### TÂCHE COURTE
Répondez aux trois questions suivantes en vous appuyant sur l'entretien avec Jean-Michel Blanquer.
(a) Dans quelle ville le ministre est-il en visite le jour de l'entretien ?
(b) Quel mot paraît être le mot-clé de sa politique, selon la personne qui l'interroge ?
(c) Quelle notion faudra-t-il rétablir pour faire progresser l'école, selon le ministre ?

### EXTRAIT DU DOCUMENT
Education – Jean-Michel Blanquer :  » Nous devons ouvrir grand les fenêtres « 

La Nouvelle République 01/06/2017

Le ministre de l’Éducation nationale Jean-Michel Blanquer, aujourd’hui en visite à Poitiers, dessine ce que doit être l’école sous le quinquennat Macron.
Tous les ministres de l’Éducation, depuis Jules Ferry, s’engagent à réformer en profondeur. Chez vous, c’est l’autonomie qui paraît être le mot-clé. Celle des collectivités lorsqu’il s’agit des rythmes scolaires, celle des établissements et de leurs responsables, celle, aussi, des enseignants.
Jean-Michel Blanquer : « Aujourd’hui, le défi, c’est de créer les conditions de la confiance pour donner à chacun la capacité d’agir. Le ministère de l’Éducation nationale doit être en soutien des acteurs de terrain, beaucoup plus que dans la production de normes et de contrôle. Il s’agit de faire réussir les élèves, en soutenant les professeurs et toute la communauté éducative. C’est une nouvelle logique : pragmatique et qui repose sur la confiance. C’est d’abord cela que je mets derrière la notion d’autonomie. »
Quel écho recueillez-vous auprès des professeurs, ordinairement prudents à l’égard des bouleversements annoncés par leurs ministres de tutelle ?
« Nous sommes dans un contexte totalement inédit. L’élection du président de la République offre une occasion de dépasser les clivages, le clivage gauche droite mais aussi d’autres clivages qui ont fait du tort à l’école. L’éducation peut être un moteur du nouvel optimisme français. Pour faire progresser l’école, nous devrons aussi rétablir la notion de respect. Les professeurs et les adultes qui participent à la vie de l’école doivent être respectés. Notre société en a besoin. »

### DONNÉES FOURNIES
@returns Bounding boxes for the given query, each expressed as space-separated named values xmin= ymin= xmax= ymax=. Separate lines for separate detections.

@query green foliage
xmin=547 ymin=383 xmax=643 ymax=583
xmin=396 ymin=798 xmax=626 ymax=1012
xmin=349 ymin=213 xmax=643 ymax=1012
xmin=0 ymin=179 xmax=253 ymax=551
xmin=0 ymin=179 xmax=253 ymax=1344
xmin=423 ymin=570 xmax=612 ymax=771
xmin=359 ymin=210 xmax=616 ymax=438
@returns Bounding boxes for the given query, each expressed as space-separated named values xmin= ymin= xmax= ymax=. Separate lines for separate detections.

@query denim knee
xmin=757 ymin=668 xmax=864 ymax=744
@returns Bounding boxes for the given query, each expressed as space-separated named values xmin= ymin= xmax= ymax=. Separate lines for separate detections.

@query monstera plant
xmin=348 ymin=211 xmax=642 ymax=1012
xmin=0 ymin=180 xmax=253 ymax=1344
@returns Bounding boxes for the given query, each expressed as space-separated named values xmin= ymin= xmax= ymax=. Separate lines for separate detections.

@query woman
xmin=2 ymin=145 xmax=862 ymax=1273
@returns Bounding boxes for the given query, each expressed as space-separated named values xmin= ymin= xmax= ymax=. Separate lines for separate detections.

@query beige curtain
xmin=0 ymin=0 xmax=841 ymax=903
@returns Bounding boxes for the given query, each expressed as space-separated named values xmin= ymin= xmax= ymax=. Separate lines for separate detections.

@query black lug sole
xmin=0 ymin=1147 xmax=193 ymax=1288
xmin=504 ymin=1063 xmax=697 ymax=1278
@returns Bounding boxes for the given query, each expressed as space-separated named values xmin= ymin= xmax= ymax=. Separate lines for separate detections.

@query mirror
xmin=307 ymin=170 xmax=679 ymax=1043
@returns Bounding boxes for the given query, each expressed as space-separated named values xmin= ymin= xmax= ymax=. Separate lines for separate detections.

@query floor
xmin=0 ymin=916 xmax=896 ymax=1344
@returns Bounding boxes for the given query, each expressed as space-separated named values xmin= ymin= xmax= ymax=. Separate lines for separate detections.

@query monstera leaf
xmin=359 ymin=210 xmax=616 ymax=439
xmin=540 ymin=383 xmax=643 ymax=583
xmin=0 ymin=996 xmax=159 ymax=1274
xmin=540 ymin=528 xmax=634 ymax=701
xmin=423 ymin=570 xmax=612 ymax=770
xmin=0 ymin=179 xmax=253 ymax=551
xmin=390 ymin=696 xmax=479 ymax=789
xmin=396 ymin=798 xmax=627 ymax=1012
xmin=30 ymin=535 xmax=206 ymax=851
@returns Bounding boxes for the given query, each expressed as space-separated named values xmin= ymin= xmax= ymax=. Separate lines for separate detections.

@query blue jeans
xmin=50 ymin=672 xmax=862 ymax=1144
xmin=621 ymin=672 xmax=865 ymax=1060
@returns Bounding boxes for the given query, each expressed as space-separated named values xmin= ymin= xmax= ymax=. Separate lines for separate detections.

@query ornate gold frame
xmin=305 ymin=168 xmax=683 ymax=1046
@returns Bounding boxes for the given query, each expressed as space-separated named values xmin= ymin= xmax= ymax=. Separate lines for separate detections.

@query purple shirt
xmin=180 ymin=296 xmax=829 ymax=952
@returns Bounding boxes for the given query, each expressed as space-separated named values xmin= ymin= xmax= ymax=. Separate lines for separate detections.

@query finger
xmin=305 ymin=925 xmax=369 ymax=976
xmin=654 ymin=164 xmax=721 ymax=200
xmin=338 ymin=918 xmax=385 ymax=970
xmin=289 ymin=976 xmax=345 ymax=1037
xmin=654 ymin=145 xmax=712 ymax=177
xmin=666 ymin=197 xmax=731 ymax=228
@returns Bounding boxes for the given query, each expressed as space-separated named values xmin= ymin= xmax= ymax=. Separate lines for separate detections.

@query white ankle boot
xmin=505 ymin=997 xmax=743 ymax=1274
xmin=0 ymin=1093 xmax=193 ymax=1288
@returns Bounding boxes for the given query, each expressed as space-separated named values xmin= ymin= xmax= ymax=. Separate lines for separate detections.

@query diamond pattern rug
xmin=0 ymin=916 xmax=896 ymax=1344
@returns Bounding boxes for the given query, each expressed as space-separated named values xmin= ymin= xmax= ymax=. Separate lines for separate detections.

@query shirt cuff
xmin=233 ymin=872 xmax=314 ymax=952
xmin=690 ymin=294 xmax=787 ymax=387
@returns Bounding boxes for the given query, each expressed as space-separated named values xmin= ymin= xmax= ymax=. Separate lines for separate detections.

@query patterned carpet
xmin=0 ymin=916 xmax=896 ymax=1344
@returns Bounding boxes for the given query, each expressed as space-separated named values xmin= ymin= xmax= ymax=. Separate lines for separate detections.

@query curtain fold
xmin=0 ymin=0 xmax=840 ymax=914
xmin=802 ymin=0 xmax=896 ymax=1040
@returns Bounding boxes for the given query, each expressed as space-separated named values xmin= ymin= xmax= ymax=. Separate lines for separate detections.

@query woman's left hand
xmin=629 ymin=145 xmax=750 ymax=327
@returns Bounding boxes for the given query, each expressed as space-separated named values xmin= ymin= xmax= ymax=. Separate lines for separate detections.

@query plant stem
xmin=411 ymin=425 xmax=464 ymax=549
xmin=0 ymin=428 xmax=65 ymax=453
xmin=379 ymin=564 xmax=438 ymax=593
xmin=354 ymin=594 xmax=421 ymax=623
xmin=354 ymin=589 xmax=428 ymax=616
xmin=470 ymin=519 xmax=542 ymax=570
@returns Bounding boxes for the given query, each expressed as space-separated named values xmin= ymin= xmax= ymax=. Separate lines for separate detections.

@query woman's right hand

### RÉPONSE À LA TÂCHE
(a) À Poitiers.
(b) L'autonomie.
(c) La notion de respect.